++++ Text block

Tom Baker enjoys a trio of adventures as his eleventh audio series concludes at Big Finish.
The ever entertaining Fourth Doctor has been flying solo in 2022 without a regular companion. Slotting in adventures after Sarah and before Leela, Volume One saw an encounter with the Master and spooky shenanigans at a power station.
In Volume Two, he battles a kleptomaniac Time Lord, visits the trenches of WWI and meets author Mervyn Peake. Despite three tales with no link, the boxset draws its name from the opening story’s villain: The Nine.
With Big Finish now embracing boxsets for every Doctor, this volume is a bumper 5-hour affair (ensuring parity between incarnations). In this case, it breaks down into two 4-part stories and one 2-parter.
The Dreams of Avarice
Guy Adams’ tale begins mid-break in. Arrested by the world-weary Detective Inspector Probert, he reveals that he is there to stop The Nine; a Time Lord foe who contains multitudes, his previous selves exist as live personalities who occasionally vie for control.
After heist antics across the first episode, the story broadens to a comic caper on the fantastically rich world of Luxuriana. The tale looks at greed and lightly challenges the collector’s instinct to hoard and keep – surely a crime when it comes to works of art (and missing episodes of Doctor Who for that matter!) We also loved the reference back to ‘The Time Meddler’, with the villain stealing the Doctor’s dimensional stabiliser.
While a later incarnation, The Eleven, is casually homicidal with a lust for power, The Nine presents a different threat; he’s an amoral kleptomaniac with an eye for shiny things. He has associates too – companions would be a stretch as he often ends up killing them. Mark Elstob voices one, whose mind has been split across three drones to do all the donkey work. Meanwhile comic Ronnie Ancona plays the other, the equally light-fingered Thana.
John Heffernan’s demented villain is incredibly entertaining, with his magpie-like motivations creating the threat. However, we felt that Ronnie Ancona’s sidekick a little wasted; it felt as though the character’s backstory and apparently remarkable abilities were worthy of further exploration which failed to materialise. As the Doctor’s ally throughout, Richard Dixon’s Probert was great fun with his disbelief growing into baffled acceptance.
If the first tale leans towards the comic Graham Williams ‘era, the second is more in the vein of Hinchcliffe horror. The story, from writing duo Simon Barnard & Paul Morris, is set amid the trenches of the Great War, but with the Doctor is behind German rather than English lines. Waking in a field hospital, we are introduced to shell-shocked soldiers – all suffering the same vivid, blood-soaked dreams. That’s until they are treated by Doctor Sturm (Nicholas Asbury), whose remarkable new treatment sees them fit to return to the trenches in short order.

++++++++
++++ Data records

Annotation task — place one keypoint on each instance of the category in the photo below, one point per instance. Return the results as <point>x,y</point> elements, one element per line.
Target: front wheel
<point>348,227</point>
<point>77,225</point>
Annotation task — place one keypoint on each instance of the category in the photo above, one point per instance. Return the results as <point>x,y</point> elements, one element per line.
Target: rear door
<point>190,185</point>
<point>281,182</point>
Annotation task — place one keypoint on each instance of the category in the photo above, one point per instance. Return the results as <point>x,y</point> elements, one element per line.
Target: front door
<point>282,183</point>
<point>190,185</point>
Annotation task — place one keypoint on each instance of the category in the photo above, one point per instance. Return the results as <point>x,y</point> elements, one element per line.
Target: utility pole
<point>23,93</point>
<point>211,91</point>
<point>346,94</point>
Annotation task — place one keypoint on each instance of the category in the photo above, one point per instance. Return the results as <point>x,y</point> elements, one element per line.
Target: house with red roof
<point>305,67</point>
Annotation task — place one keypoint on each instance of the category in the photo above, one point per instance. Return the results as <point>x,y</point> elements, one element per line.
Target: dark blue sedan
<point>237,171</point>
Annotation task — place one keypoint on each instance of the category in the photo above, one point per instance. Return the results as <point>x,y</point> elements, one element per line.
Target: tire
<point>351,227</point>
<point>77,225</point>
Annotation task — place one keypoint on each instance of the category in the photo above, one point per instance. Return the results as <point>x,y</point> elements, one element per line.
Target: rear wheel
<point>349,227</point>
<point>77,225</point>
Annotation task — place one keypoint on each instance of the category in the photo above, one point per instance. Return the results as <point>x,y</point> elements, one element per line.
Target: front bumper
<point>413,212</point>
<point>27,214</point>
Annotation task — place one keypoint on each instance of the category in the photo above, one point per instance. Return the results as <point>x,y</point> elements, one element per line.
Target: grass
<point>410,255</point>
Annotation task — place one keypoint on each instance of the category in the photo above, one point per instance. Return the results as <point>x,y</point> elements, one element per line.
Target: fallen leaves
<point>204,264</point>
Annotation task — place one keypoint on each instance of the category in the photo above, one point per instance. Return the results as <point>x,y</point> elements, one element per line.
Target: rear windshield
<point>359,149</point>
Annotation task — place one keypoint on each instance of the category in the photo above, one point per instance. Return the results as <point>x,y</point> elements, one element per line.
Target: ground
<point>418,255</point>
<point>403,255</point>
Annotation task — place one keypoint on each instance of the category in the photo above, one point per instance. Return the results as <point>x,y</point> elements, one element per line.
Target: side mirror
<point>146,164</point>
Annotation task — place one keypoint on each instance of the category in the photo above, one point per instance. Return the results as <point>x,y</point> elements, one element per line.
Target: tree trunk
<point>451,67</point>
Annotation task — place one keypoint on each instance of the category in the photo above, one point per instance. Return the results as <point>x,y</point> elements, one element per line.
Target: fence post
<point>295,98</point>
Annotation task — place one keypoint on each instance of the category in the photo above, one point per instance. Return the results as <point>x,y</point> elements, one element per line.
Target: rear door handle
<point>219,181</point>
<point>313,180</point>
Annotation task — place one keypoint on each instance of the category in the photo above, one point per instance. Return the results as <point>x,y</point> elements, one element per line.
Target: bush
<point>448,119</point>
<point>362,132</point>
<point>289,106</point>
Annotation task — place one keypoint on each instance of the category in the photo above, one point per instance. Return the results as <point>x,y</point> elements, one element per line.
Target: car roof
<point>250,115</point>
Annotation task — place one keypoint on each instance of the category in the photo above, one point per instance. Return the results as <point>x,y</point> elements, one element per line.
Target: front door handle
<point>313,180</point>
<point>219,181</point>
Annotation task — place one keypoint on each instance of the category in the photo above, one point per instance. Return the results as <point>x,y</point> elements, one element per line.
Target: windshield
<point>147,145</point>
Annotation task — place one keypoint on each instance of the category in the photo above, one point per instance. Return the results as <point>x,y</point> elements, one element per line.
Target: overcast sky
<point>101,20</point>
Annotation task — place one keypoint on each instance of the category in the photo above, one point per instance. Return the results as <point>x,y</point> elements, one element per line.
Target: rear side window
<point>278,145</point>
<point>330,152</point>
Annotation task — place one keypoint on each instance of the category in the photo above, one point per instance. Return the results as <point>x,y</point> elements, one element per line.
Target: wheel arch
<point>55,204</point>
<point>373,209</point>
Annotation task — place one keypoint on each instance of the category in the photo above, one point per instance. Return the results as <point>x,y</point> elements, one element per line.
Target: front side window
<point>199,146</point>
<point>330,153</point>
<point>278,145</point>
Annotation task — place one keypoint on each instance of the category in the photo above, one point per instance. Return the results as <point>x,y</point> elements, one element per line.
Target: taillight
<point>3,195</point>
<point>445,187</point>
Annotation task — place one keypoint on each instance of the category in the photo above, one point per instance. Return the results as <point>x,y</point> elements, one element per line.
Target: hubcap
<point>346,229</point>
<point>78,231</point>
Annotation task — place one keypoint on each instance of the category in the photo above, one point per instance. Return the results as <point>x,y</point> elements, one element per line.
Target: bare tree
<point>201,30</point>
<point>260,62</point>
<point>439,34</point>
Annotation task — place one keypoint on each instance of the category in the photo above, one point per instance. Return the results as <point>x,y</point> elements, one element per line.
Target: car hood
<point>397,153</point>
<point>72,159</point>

++++++++

• Task set:
A) Answer these from the review:
(i) Which author does the Doctor meet in Volume Two?
(ii) Who plays Detective Inspector Probert?
(iii) Who plays Doctor Sturm?
B) Reproduce everything in the review from "Tom Baker enjoys" down to "and one 2-parter.", switching "companion" to "travel partner".

• Completed exercise:
A)
(i) Mervyn Peake
(ii) Richard Dixon
(iii) Nicholas Asbury

B)
Tom Baker enjoys a trio of adventures as his eleventh audio series concludes at Big Finish.
The ever entertaining Fourth Doctor has been flying solo in 2022 without a regular travel partner. Slotting in adventures after Sarah and before Leela, Volume One saw an encounter with the Master and spooky shenanigans at a power station.
In Volume Two, he battles a kleptomaniac Time Lord, visits the trenches of WWI and meets author Mervyn Peake. Despite three tales with no link, the boxset draws its name from the opening story’s villain: The Nine.
With Big Finish now embracing boxsets for every Doctor, this volume is a bumper 5-hour affair (ensuring parity between incarnations). In this case, it breaks down into two 4-part stories and one 2-parter.